* Begin Material *
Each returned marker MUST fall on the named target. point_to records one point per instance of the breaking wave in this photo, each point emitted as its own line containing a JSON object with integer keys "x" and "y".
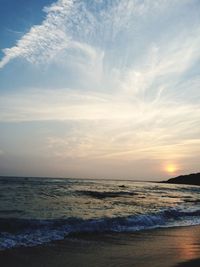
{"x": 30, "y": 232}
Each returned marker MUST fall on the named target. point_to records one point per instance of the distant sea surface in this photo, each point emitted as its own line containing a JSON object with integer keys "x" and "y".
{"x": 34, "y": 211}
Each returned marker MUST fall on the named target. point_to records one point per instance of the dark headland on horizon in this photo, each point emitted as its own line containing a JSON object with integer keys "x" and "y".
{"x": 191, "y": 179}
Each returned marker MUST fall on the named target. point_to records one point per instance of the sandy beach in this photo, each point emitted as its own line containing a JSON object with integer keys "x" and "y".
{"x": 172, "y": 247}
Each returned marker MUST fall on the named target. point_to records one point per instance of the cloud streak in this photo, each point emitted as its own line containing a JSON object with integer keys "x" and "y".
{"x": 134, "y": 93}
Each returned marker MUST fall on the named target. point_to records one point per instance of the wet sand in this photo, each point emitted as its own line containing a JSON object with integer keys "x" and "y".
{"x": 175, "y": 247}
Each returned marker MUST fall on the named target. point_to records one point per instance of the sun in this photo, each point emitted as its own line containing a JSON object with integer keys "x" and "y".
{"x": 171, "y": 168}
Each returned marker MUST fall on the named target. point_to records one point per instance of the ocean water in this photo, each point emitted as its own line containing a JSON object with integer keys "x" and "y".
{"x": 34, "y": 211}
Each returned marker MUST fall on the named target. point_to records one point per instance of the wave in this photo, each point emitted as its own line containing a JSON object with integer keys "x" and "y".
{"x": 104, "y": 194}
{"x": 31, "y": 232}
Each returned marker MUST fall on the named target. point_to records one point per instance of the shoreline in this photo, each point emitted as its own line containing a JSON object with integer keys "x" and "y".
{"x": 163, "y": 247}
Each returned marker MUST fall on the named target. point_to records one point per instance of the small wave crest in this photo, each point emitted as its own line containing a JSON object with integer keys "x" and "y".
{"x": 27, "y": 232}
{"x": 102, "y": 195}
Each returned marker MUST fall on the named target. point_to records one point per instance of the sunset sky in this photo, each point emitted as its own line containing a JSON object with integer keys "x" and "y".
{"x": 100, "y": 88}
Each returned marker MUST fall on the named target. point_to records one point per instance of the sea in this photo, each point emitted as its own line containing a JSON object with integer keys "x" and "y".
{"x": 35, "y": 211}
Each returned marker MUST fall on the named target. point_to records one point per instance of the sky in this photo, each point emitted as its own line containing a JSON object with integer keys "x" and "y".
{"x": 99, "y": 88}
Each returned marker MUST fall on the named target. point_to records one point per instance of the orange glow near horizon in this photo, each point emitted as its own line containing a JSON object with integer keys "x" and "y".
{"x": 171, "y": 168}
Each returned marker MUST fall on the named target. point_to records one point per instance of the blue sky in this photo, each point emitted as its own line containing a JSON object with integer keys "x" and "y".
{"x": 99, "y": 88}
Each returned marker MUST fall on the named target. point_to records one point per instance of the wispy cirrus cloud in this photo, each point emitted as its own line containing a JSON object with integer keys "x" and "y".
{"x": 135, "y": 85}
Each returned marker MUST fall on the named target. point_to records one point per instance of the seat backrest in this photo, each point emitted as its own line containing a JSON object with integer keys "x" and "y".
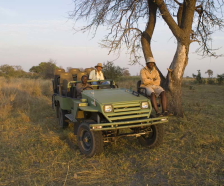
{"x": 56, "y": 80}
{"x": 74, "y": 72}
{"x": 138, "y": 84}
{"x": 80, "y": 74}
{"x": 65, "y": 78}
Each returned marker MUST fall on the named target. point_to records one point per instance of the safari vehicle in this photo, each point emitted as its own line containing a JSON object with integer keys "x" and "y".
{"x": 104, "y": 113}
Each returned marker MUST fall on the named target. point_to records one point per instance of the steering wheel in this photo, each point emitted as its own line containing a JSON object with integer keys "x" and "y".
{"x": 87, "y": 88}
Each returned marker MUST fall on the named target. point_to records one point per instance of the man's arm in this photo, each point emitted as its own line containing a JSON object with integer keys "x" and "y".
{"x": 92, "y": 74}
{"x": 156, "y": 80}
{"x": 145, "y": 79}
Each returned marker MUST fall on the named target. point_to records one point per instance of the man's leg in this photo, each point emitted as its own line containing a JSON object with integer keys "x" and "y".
* End Material *
* Begin Material *
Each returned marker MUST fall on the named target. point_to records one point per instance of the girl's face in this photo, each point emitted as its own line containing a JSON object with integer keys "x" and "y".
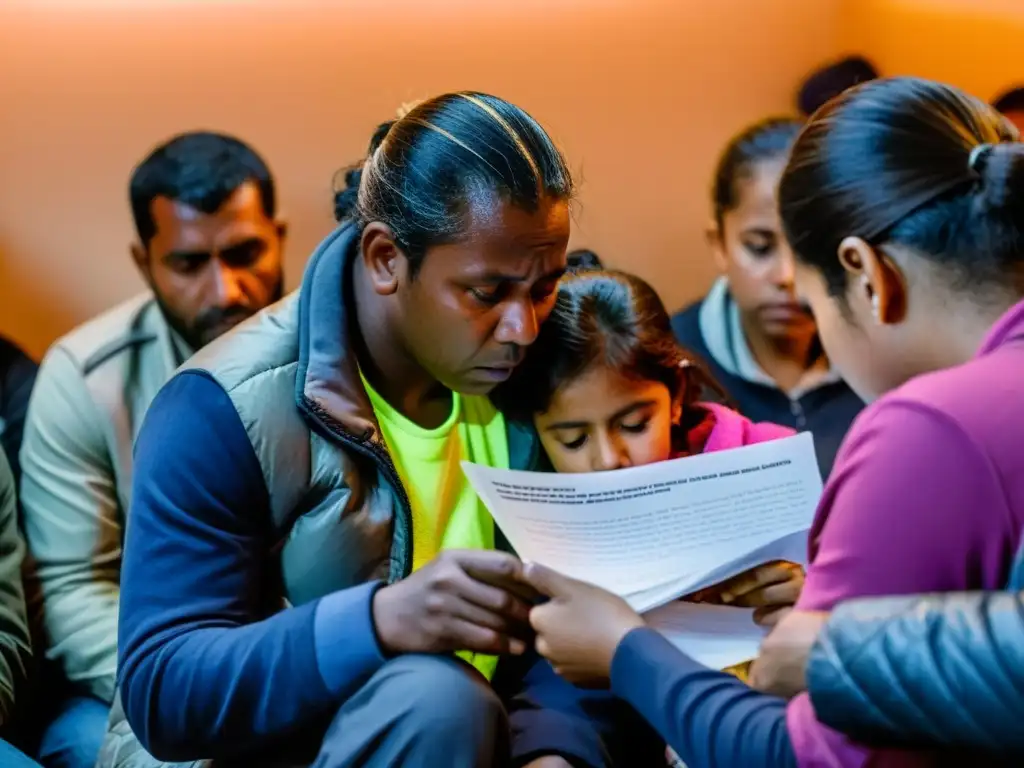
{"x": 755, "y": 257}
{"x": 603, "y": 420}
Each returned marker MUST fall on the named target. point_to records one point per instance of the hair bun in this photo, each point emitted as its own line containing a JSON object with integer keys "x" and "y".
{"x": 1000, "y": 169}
* End Material *
* Begin Material *
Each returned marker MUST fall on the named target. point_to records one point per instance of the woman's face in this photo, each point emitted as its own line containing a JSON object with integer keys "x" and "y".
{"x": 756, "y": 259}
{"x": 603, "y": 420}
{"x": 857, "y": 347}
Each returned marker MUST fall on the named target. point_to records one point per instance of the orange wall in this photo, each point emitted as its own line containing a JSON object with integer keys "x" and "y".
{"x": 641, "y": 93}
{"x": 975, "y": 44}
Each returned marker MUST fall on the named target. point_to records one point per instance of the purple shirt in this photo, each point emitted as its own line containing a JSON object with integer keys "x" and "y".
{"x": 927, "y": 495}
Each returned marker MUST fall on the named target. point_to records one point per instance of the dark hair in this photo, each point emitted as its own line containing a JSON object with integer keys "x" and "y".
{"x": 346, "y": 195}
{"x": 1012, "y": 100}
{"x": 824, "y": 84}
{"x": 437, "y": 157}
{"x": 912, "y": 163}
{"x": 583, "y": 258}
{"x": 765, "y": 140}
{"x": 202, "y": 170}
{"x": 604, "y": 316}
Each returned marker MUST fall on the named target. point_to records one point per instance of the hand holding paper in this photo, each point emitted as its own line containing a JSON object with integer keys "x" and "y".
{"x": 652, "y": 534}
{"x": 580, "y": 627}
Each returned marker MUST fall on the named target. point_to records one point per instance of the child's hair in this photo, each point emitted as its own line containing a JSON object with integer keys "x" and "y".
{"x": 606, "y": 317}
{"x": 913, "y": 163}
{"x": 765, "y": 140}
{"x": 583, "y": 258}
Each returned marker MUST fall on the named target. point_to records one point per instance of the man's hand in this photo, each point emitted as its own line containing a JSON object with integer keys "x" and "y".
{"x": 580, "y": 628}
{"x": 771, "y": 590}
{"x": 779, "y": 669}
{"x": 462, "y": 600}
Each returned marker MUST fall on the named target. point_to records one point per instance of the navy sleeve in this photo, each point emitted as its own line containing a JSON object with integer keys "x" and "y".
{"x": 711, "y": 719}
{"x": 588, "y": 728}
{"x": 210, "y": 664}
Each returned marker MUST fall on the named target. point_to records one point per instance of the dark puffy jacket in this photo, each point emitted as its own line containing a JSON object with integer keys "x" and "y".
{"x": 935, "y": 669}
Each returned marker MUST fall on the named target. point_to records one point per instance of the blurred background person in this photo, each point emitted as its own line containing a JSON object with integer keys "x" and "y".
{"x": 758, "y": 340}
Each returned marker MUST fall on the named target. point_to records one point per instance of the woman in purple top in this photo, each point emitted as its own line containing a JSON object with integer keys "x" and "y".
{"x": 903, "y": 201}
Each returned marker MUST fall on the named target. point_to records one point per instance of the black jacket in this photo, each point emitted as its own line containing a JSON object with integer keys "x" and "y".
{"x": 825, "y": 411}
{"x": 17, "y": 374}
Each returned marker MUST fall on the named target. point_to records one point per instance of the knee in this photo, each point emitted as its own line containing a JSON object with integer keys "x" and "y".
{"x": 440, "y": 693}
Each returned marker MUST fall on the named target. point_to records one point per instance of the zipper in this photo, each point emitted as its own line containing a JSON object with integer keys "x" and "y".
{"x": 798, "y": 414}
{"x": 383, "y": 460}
* End Material *
Rename "photo" to "image" in the data from the line containing "of the blue" up to and including the line containing "the man's leg", changing nothing else. Return only those lines, and leave the pictures out.

Each returned marker MUST fall on the named target. point_to records one point per instance of the blue sky in this image, each point emitted as its own line containing a JSON object with integer keys "x" and "y".
{"x": 99, "y": 88}
Each returned marker MUST fall on the named target. point_to records one point per instance of the wispy cirrus cloud in this image, each point emitted as its own line containing a JSON object with integer keys "x" and "y".
{"x": 135, "y": 85}
Each returned marker MUST fall on the named target. point_to records one point per instance of the seat backrest in this image, each point emitted as its own line containing a JSON object with integer keys "x" and "y".
{"x": 56, "y": 80}
{"x": 74, "y": 72}
{"x": 138, "y": 84}
{"x": 80, "y": 74}
{"x": 65, "y": 78}
Each returned marker MUST fall on the named target. point_to records one point per instance of the safari vehicle in this image, each point emitted as its own line containing a JSON object with integer keys "x" and "y".
{"x": 104, "y": 113}
Each returned marker MUST fall on the named target. point_to records one point per instance of the steering wheel in this image, each point emitted as its own line containing a JSON object with integer keys "x" and "y".
{"x": 87, "y": 88}
Each returned marker MUST fall on the named target. point_to records one point per instance of the man's arm in this image, each point emitted as its own line containing a JSON object with integer keys "x" and "y".
{"x": 92, "y": 74}
{"x": 156, "y": 80}
{"x": 145, "y": 79}
Each returned marker MUST fall on the named target. point_to records one point per instance of the man's leg in this image, each point emitted as its own line containing a JSON object with integer keys "x" and "y".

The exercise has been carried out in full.